Start of Data for this task
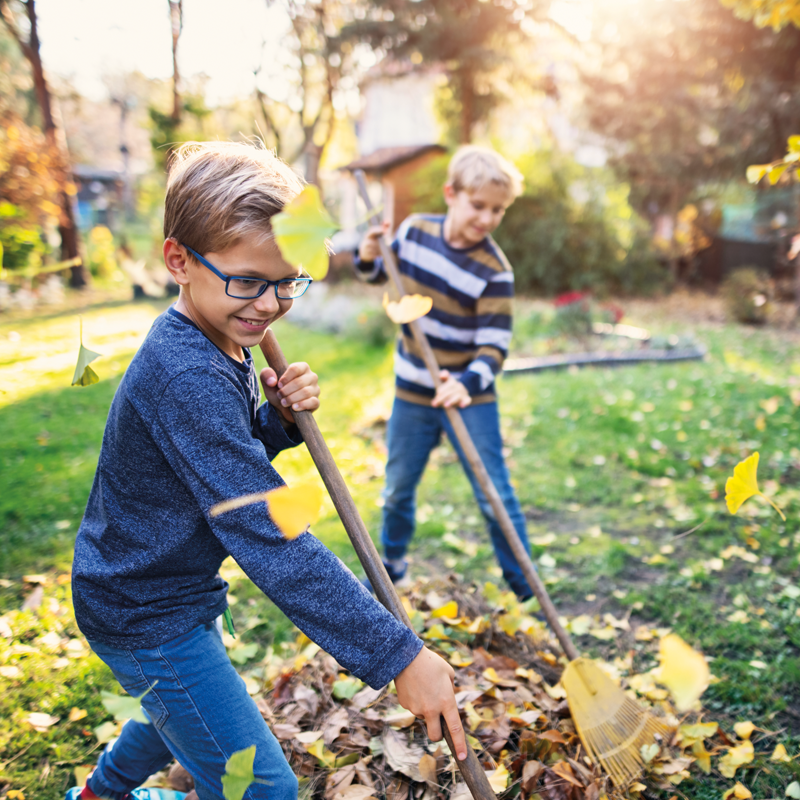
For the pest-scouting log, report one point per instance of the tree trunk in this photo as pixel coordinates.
(67, 227)
(176, 18)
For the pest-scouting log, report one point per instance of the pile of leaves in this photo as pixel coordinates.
(347, 741)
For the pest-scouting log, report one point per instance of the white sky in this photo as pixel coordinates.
(84, 39)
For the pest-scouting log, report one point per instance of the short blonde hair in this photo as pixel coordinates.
(473, 167)
(221, 192)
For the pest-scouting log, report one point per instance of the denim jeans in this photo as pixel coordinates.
(413, 431)
(200, 713)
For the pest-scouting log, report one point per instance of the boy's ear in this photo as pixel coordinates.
(175, 261)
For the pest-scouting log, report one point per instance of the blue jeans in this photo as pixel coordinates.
(200, 713)
(413, 431)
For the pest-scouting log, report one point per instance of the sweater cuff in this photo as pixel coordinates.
(399, 651)
(472, 381)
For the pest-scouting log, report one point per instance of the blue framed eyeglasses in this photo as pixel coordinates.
(250, 288)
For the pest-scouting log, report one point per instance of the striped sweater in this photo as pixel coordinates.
(469, 326)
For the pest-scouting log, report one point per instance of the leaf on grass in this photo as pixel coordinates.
(780, 754)
(126, 707)
(84, 374)
(735, 757)
(744, 729)
(408, 308)
(41, 722)
(238, 773)
(744, 485)
(301, 230)
(498, 779)
(684, 671)
(739, 791)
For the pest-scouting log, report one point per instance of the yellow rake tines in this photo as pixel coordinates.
(612, 726)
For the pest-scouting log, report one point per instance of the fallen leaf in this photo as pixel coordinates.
(41, 722)
(684, 671)
(744, 729)
(498, 779)
(84, 374)
(780, 754)
(301, 231)
(735, 758)
(408, 308)
(744, 485)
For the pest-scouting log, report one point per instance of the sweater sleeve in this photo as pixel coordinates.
(206, 437)
(493, 310)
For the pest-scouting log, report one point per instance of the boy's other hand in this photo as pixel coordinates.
(370, 248)
(296, 390)
(451, 393)
(425, 688)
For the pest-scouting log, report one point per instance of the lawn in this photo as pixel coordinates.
(621, 474)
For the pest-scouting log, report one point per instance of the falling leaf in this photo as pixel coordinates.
(735, 757)
(126, 707)
(744, 729)
(301, 230)
(498, 779)
(684, 671)
(780, 754)
(744, 485)
(449, 610)
(409, 308)
(238, 773)
(41, 722)
(84, 374)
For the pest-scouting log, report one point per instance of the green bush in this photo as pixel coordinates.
(746, 295)
(22, 244)
(573, 229)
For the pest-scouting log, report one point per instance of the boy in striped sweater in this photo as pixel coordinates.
(453, 259)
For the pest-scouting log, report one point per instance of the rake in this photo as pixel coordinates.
(612, 726)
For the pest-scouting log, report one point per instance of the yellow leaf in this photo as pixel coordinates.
(780, 754)
(702, 755)
(409, 308)
(739, 791)
(684, 671)
(301, 230)
(294, 508)
(449, 610)
(744, 729)
(744, 485)
(498, 779)
(735, 757)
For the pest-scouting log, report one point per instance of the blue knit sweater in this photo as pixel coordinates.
(185, 432)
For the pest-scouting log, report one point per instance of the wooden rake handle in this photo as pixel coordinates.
(471, 770)
(470, 451)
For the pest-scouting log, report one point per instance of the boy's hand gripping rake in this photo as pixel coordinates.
(612, 727)
(471, 770)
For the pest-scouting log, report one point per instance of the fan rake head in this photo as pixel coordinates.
(612, 726)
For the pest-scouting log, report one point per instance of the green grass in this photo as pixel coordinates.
(613, 468)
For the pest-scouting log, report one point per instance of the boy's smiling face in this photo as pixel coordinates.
(230, 323)
(473, 215)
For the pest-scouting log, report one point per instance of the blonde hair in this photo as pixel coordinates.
(473, 167)
(220, 192)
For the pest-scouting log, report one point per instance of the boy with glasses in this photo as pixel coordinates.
(185, 432)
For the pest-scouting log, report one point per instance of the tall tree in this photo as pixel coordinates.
(319, 59)
(468, 38)
(55, 138)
End of Data for this task
Task details:
Convert the records above into a two-column CSV with the header row instruction,points, and one row for every instruction in the records. Put each instruction and its answer in its own quoted field, replace line breaks with spaces, and leave the pictures out.

The reply:
instruction,points
"For the pest-scouting log, report one point per instance of the tree trunk in this photo as pixel coordinates.","(67, 227) (176, 18)"
"For the pest-scouting log, report one point per instance of the pile of leaves in this photo as pixel coordinates.","(347, 741)"
"For the pest-scouting log, report one point per instance of the white sky in this photo as pixel coordinates.","(84, 39)"
"For the pest-scouting log, report one point per instance of the short blonde hair in this photo as pixel coordinates.","(473, 167) (221, 192)"
"For the pest-scouting log, report one point per instance of the denim jeans in this photo as pixel coordinates.","(413, 431) (200, 713)"
"For the pest-scouting log, report one point per instance of the boy's ear in this photo as pixel coordinates.","(175, 261)"
"For the pest-scouting log, report one point per instance of the blue jeans in this photo as pixel coordinates.","(200, 713) (413, 431)"
"For the pest-scouting log, report one point per instance of the sweater cuff in this photo as pixel coordinates.","(399, 651) (472, 381)"
"For the pest-scouting log, report one point per instance of the blue framed eyeglasses in this photo as pixel coordinates.","(250, 288)"
"For the pest-scouting log, report one point per instance of the striped sweater in this photo as pixel coordinates.","(469, 326)"
"For the pest-scouting log, report one point per instance of the leaf on grass in this photo as pixel coordinates.","(780, 754) (126, 707) (84, 374) (735, 757) (744, 729) (408, 308) (41, 722) (238, 773) (744, 485) (301, 230) (498, 779) (684, 671) (739, 791)"
"For the pest-scouting log, report one point per instance of the yellow rake tines in this photo as pixel coordinates.","(612, 726)"
"For the pest-scouting log, report one point per instance of the fallen leaf in this photo as pixel coordinates.","(41, 722) (684, 671) (744, 729) (498, 779) (84, 374) (780, 754) (301, 231) (735, 758) (408, 308) (744, 485)"
"For the pest-scouting log, report one point per instance of the sweater sleeve in this photo as pixel coordinates.","(206, 437) (493, 310)"
"For the pest-scouting log, report one point per instance of the boy's other hand in this photo as pixel coordinates.","(370, 248) (296, 390) (451, 393) (425, 688)"
"For the pest-scouting log, report one point per instance of the lawn in this photo as pixel coordinates.","(621, 474)"
"For the pest-scouting log, report one point per instance of the falling leaf in this photo as pixel coordinates.","(735, 757) (126, 707) (744, 729) (301, 230) (498, 779) (684, 671) (780, 754) (744, 485) (449, 610) (409, 308) (238, 773) (41, 722) (84, 374)"
"For the pest-scouting log, report one point per instance of the green bush in this photo as pixel coordinates.","(746, 295) (22, 244) (573, 229)"
"For the pest-scouting log, report one point per instance of the boy in striped sweater in this photo as pixel coordinates.","(453, 259)"
"For the pest-scouting log, report one point per instance of the rake in this photo as pixel coordinates.","(612, 726)"
"For the pest-scouting log, report one point per instance of the yellow leaf in this photo as pixel coordinates.","(780, 754) (702, 755) (409, 308) (739, 791) (684, 671) (301, 230) (294, 508) (449, 610) (744, 729) (744, 485) (498, 779) (735, 757)"
"For the pest-scouting log, report one point per instance of the blue knit sweater in this photo as pixel coordinates.","(185, 432)"
"For the pest-scouting log, report one point per instance of the wooden rake handle in this photo as pixel coordinates.","(471, 770) (470, 451)"
"For the pest-scouting log, report one point per instance of the boy's hand gripping rake in this photo as pixel coordinates.","(612, 727) (471, 770)"
"For the pest-scouting log, report one point per instance of the fan rake head in this photo as pixel coordinates.","(612, 726)"
"For the pest-scouting log, report one point per instance of the green grass in this photo as pixel coordinates.","(613, 468)"
"For the pest-scouting log, report one point per instance of the boy's smiling face in this photo as pixel coordinates.","(230, 323) (473, 215)"
"For the pest-scouting log, report one point per instance of the blonde hair in this photo as pixel coordinates.","(473, 167) (220, 192)"
"For the pest-scouting log, report one point per instance of the boy with glasses in this photo as pixel coordinates.","(185, 432)"
"For the pest-scouting log, report one point per instance of the tall tree in this photo as pixel coordinates.","(319, 59) (468, 38) (55, 138)"